THE EXERCISE >> Copy the lines below verbatim, starting with the line that contains "the white carved scroll bracket" and continuing through the last line of the items.

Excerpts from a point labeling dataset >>
···
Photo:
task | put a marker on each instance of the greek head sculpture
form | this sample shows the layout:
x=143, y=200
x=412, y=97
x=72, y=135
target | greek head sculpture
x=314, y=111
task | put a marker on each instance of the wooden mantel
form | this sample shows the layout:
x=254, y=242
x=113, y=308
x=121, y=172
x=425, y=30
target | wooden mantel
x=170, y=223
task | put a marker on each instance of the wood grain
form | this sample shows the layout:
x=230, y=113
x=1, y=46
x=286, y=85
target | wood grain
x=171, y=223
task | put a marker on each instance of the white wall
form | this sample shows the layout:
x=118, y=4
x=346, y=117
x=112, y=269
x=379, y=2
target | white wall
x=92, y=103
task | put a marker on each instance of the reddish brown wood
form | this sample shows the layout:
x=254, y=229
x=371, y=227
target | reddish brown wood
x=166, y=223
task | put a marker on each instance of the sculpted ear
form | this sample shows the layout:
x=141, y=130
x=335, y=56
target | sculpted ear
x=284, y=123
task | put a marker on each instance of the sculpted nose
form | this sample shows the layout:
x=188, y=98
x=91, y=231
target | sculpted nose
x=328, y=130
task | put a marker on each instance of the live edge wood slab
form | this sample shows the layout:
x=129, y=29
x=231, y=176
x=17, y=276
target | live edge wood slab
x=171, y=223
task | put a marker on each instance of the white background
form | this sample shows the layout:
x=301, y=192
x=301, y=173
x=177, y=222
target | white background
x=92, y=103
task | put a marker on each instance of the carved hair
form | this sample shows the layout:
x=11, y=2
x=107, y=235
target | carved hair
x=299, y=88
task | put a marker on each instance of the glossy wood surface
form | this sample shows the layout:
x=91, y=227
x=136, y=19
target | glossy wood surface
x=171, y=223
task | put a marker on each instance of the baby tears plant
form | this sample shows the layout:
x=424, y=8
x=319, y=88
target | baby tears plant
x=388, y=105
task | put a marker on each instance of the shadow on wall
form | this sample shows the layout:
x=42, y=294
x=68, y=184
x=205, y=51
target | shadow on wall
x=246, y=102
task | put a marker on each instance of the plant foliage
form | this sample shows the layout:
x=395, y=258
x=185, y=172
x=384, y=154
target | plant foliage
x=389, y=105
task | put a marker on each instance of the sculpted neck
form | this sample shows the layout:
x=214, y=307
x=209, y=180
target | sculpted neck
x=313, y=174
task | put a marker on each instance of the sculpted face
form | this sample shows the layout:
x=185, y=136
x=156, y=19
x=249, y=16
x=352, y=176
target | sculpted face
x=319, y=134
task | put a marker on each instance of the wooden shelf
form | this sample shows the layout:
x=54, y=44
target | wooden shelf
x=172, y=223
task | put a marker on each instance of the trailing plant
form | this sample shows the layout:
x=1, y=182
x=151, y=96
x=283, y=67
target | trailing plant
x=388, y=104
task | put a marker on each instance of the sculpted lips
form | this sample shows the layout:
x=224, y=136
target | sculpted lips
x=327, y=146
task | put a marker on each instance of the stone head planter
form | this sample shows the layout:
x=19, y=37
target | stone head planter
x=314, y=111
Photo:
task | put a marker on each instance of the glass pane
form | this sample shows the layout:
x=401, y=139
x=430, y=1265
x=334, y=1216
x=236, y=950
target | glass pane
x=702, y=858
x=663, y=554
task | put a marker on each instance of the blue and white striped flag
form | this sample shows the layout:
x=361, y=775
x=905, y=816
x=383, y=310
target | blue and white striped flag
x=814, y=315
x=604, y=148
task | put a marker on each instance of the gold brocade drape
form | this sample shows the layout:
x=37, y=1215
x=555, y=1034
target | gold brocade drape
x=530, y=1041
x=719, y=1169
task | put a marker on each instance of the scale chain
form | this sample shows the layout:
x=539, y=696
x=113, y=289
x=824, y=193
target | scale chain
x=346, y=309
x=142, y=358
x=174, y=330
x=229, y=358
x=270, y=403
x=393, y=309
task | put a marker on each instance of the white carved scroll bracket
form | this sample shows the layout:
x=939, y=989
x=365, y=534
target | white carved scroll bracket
···
EXPECTED ANSWER >>
task | put a marker on each instance of the white carved scroll bracket
form | this sample shows the layout:
x=939, y=989
x=365, y=534
target | white carved scroll bracket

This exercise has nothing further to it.